→ **Task description**
Copy the listing starting with the line that contains "Tag the asphalt" and going on through the end of the listing, substituting "patrol car roof" for each occurrence of "police car roof" and leaving everything else unchanged.

→ **Rows**

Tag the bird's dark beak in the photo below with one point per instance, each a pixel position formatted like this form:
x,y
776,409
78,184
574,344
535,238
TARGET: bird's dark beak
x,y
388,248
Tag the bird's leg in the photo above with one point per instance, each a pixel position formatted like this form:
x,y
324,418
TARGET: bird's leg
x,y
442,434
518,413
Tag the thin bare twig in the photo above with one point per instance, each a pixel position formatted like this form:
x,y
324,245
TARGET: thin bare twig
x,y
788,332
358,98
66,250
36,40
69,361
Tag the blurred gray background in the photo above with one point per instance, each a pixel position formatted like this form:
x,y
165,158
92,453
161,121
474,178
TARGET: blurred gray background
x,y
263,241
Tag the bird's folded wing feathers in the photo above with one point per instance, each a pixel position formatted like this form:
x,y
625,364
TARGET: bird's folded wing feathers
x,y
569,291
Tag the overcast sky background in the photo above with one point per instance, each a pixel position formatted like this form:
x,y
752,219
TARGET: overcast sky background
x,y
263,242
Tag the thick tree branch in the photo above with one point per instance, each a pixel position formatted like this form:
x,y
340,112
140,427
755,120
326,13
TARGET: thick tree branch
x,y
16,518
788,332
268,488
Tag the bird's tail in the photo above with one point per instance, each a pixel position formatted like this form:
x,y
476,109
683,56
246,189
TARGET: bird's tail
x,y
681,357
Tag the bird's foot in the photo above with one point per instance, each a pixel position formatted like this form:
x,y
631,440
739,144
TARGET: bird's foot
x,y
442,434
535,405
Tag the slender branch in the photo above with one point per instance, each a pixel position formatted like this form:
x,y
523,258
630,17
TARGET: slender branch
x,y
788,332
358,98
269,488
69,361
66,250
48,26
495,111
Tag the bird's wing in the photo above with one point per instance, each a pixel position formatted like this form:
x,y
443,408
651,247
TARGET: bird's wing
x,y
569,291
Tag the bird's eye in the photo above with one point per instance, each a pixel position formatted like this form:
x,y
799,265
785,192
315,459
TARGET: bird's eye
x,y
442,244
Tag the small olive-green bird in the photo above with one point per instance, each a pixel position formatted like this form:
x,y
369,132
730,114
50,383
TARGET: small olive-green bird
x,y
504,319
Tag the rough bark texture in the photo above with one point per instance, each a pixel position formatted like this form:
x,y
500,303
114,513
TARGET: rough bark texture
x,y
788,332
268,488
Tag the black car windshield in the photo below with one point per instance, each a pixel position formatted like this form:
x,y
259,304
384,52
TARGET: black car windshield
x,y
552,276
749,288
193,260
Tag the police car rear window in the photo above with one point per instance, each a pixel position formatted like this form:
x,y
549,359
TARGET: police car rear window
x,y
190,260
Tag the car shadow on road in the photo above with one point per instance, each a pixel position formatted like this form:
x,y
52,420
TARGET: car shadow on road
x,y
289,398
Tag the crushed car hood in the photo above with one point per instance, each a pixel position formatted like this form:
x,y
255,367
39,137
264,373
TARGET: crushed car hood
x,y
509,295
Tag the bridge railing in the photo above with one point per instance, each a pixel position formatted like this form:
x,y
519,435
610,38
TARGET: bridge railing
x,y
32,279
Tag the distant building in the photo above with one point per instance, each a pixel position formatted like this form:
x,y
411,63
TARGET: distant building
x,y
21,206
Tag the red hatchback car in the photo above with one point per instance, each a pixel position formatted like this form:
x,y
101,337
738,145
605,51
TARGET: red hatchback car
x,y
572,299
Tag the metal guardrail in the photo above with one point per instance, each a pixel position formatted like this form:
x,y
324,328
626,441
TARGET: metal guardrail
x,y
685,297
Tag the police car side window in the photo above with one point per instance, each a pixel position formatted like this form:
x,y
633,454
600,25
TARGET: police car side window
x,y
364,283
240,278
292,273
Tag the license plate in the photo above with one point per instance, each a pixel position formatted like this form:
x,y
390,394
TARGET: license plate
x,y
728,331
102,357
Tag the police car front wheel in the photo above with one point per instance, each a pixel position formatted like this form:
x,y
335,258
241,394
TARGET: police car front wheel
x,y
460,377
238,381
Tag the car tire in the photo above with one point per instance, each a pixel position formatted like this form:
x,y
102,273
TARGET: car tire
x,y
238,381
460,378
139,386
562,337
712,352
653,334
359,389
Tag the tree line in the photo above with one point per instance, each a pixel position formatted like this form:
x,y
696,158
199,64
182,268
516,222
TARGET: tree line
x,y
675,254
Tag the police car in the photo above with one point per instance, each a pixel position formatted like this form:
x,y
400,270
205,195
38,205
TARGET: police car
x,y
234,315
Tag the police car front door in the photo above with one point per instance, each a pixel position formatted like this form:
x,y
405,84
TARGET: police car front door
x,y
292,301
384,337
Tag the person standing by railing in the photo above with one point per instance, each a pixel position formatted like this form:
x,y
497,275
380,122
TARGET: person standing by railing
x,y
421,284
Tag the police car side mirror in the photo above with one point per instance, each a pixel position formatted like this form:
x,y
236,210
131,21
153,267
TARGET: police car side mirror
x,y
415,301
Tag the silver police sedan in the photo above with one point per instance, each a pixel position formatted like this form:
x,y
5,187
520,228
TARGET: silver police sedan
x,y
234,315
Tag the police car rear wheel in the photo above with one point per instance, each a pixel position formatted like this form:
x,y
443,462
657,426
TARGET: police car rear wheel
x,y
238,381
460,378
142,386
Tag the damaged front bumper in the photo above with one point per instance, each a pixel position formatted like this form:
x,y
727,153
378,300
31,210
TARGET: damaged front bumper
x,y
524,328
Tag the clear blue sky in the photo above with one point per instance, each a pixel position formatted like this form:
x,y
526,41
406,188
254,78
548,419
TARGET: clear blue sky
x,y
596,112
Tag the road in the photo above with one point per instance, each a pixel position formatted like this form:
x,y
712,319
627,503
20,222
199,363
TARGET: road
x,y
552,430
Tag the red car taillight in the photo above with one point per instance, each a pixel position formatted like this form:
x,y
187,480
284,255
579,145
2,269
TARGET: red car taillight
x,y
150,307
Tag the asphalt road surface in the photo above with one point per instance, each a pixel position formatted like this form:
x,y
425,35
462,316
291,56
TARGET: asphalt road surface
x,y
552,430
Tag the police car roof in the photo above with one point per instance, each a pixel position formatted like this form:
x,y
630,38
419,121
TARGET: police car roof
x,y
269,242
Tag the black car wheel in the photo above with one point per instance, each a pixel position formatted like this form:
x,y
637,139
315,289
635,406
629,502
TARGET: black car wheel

→ **Reply**
Tag the asphalt road surface in the photo above with one point per instance, each a pixel position formatted like this form:
x,y
425,35
462,316
291,56
TARGET: asphalt road surface
x,y
552,430
Tag the patrol car roof in the photo above with one point per instance, each a pixel position formatted like this form:
x,y
630,38
419,121
TARGET: patrol car roof
x,y
269,242
Tag the black car wheel in the photo above with one point per instance, each a pixel position formatted like this form:
x,y
637,139
315,289
635,406
629,502
TARGET: black car wheel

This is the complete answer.